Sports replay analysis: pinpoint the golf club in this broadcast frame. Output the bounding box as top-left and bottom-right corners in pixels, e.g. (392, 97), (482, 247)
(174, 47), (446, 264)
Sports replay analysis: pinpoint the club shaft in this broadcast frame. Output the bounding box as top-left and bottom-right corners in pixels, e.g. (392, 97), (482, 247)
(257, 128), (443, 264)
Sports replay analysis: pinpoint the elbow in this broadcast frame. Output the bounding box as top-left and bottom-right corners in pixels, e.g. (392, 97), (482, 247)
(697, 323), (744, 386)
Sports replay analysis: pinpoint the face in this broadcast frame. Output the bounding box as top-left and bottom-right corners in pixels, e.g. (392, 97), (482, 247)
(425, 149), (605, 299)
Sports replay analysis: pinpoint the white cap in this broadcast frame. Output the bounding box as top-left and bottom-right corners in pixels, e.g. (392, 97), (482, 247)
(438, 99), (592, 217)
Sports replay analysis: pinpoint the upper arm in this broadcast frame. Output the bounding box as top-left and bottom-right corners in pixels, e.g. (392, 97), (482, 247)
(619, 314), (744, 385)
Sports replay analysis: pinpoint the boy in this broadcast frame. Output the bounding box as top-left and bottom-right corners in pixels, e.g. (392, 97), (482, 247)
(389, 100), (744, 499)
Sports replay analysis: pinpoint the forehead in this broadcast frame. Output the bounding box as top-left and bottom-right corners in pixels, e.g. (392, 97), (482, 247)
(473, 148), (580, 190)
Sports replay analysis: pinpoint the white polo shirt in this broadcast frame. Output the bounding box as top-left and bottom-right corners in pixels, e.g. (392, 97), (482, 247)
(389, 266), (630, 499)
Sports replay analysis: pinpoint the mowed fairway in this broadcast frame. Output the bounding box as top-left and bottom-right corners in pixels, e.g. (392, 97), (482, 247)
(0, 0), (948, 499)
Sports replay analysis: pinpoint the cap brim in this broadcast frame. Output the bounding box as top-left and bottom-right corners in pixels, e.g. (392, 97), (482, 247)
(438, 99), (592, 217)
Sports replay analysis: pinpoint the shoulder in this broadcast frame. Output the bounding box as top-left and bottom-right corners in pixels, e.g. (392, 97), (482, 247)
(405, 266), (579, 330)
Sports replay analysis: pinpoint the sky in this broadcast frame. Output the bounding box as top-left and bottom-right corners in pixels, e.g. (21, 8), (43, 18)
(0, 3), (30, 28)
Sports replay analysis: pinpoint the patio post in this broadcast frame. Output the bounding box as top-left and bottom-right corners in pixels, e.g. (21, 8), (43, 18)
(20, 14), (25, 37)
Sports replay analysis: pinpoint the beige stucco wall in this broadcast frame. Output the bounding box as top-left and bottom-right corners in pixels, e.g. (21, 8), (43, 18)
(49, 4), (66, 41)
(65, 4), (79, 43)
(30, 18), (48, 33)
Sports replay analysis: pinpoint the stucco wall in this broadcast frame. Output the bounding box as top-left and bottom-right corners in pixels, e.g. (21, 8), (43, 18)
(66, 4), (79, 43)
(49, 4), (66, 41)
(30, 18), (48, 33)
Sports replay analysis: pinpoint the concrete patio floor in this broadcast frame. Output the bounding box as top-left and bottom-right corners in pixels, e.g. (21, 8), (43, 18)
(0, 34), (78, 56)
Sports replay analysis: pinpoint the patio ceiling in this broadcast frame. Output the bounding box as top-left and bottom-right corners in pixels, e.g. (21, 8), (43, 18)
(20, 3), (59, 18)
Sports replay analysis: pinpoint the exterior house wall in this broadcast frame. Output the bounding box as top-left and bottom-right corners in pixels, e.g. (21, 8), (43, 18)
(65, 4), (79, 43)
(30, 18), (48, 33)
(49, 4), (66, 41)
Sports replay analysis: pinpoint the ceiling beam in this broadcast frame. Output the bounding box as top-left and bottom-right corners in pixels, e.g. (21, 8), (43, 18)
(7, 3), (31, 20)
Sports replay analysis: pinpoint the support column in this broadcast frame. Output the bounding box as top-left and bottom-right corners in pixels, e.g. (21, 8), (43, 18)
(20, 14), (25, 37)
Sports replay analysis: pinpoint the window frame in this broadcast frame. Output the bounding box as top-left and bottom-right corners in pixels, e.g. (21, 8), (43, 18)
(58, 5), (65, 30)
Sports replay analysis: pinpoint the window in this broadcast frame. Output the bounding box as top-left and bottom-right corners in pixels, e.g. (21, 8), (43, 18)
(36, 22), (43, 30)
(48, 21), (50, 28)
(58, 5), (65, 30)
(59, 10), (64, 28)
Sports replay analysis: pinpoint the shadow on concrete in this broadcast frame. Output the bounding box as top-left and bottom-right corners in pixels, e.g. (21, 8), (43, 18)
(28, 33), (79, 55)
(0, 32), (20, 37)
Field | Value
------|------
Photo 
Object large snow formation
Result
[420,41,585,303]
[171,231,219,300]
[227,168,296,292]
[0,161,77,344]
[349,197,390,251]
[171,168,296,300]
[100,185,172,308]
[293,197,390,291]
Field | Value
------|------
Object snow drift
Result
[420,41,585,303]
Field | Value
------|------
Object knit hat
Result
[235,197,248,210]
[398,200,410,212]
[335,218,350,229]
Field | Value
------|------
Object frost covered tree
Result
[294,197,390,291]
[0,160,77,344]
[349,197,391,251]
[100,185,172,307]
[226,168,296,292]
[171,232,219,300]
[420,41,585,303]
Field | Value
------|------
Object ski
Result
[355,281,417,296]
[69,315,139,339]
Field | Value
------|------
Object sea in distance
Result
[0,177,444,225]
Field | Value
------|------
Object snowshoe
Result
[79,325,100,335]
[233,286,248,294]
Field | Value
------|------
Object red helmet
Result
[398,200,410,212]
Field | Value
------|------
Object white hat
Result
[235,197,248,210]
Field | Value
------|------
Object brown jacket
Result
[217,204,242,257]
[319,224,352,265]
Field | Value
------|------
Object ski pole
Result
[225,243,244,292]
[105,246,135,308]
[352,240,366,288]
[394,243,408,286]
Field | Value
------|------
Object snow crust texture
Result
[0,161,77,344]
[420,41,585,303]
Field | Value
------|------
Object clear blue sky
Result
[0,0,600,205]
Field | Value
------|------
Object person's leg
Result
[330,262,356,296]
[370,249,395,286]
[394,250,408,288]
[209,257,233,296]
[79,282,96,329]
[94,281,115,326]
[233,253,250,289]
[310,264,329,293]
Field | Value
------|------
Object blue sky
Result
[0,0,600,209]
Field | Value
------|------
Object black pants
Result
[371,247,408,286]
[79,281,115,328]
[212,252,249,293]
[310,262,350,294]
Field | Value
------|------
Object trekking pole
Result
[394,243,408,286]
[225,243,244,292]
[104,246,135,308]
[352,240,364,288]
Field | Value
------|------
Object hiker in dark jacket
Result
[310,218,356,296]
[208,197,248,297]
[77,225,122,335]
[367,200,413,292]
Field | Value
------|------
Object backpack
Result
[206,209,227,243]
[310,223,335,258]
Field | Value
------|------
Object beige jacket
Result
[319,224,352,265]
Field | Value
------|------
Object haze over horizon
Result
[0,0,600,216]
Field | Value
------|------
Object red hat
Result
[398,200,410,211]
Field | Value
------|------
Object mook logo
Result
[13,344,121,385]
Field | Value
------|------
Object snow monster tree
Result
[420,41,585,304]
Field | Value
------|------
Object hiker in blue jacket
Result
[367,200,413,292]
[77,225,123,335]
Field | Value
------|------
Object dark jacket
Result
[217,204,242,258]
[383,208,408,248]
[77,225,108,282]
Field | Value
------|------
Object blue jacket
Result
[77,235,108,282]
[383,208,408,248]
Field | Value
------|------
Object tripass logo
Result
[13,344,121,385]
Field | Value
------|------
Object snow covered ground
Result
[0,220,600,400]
....
**AIM OF THE TASK:**
Reproduce the listing above from its first line through the line holding "(425, 149), (605, 299)", inclusive. Keep every request unchanged and offset each pixel coordinate in the answer boxes by adding 99.

**ANSWER TO THIS TASK:**
Sports replay analysis: pinpoint the golf club in this broadcast frame. Output the bounding box as top-left and bottom-right corners in pixels, e.g. (392, 97), (482, 247)
(273, 146), (545, 363)
Sports replay analysis: pinpoint the club shaft in this broadcast frame. Output the bounding box as top-left and bottom-right corners in pixels, e.g. (392, 97), (482, 247)
(356, 227), (542, 363)
Sports replay analysis: pinpoint the elbow in this broadcast frame. Output the bounding box as top-left and bottom-right corners in pixels, e.g. (392, 97), (482, 247)
(796, 422), (843, 485)
Sports replay analysis: pinpoint the face in this broadcast frame. Output the bounding box as top-left and bottom-right corners in pixels, e.g. (392, 97), (482, 247)
(524, 248), (704, 398)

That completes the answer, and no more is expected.